Copy from the passage on anodized Ti2448 specimens, word for word, the part that opens with the words containing "Discs (diameter of" and closes with "and Ti2448-M, respectively.".
++++ Given passage
Furthermore, the corrosion behaviors of the anodized Ti2448 alloys in simulated body environments were evaluated. To provide helpful indicators for further in vivo studies and clinical applications, the protein adsorption of the anodized Ti2448 alloy was studied as well.

2. Materials and Methods

2.1 Specimen preparation

Discs (diameter of 15 mm; thickness of 1 mm) of Ti2448, the new β-type of Ti alloys, which were polished with SiC papers from #120 up to #1200 and then cleaned in ethyl alcohol were used as substrates. Pure commercial Ti disks (diameter of 15 mm;

thickness of 1 mm) that were polished and cleaned according to the above-mentioned procedure were used as a reference control.

A potentiostat was used for the electrochemical anodization treatment to apply two different anodic currents, A1 and A2 (A1< A2 < 0.5 ampere), to the polished Ti2448 substrate for a few tens of min in Ca/P-containing alkaline solution (Ca⁺² < 0.5M; PO4 -3 < 0.5M). The polished Ti and Ti2448 specimens that were not subjected to the electrochemical anodization treatment were termed Ti-M and Ti2448-M, respectively.

The polished Ti2448 specimen treated by electrochemical anodization with the applied currents A1 and A2 were termed Ti2448-A1 and Ti2448-A2, respectively.
++++++++
++++ Dataset content
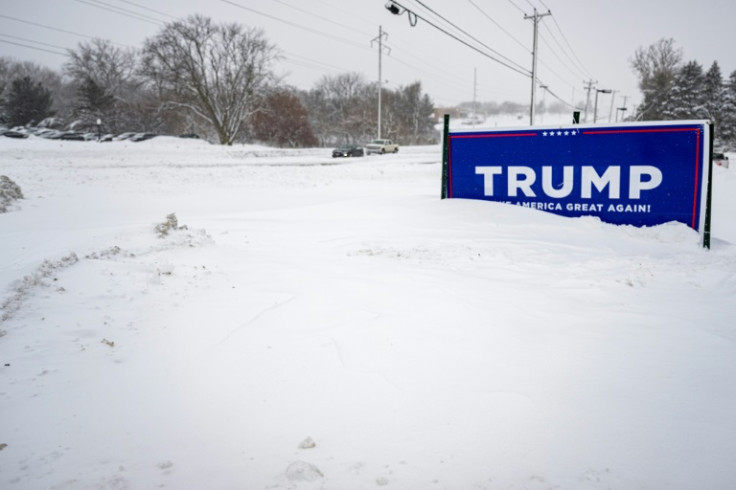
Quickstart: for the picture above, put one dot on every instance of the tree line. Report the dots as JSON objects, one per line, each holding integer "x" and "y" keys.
{"x": 216, "y": 80}
{"x": 678, "y": 89}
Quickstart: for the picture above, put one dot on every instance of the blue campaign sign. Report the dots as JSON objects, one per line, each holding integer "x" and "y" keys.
{"x": 639, "y": 174}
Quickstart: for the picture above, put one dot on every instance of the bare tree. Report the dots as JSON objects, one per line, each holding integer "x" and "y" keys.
{"x": 220, "y": 73}
{"x": 113, "y": 69}
{"x": 657, "y": 67}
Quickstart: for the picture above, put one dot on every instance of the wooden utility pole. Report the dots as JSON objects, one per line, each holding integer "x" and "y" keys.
{"x": 381, "y": 36}
{"x": 536, "y": 17}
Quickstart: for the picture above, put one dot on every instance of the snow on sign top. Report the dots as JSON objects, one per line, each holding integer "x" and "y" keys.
{"x": 641, "y": 174}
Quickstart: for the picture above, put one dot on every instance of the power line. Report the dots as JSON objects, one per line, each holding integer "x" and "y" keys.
{"x": 51, "y": 28}
{"x": 293, "y": 24}
{"x": 572, "y": 51}
{"x": 498, "y": 25}
{"x": 143, "y": 7}
{"x": 32, "y": 47}
{"x": 469, "y": 35}
{"x": 121, "y": 11}
{"x": 444, "y": 31}
{"x": 312, "y": 14}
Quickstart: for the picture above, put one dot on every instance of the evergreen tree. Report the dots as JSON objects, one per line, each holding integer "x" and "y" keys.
{"x": 93, "y": 101}
{"x": 284, "y": 121}
{"x": 27, "y": 102}
{"x": 657, "y": 67}
{"x": 713, "y": 92}
{"x": 727, "y": 131}
{"x": 687, "y": 95}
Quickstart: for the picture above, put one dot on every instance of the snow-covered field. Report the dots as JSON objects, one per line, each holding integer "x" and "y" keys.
{"x": 333, "y": 324}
++++++++
- _Written response_:
Discs (diameter of 15 mm; thickness of 1 mm) of Ti2448, the new β-type of Ti alloys, which were polished with SiC papers from #120 up to #1200 and then cleaned in ethyl alcohol were used as substrates. Pure commercial Ti disks (diameter of 15 mm;

thickness of 1 mm) that were polished and cleaned according to the above-mentioned procedure were used as a reference control.

A potentiostat was used for the electrochemical anodization treatment to apply two different anodic currents, A1 and A2 (A1< A2 < 0.5 ampere), to the polished Ti2448 substrate for a few tens of min in Ca/P-containing alkaline solution (Ca⁺² < 0.5M; PO4 -3 < 0.5M). The polished Ti and Ti2448 specimens that were not subjected to the electrochemical anodization treatment were termed Ti-M and Ti2448-M, respectively.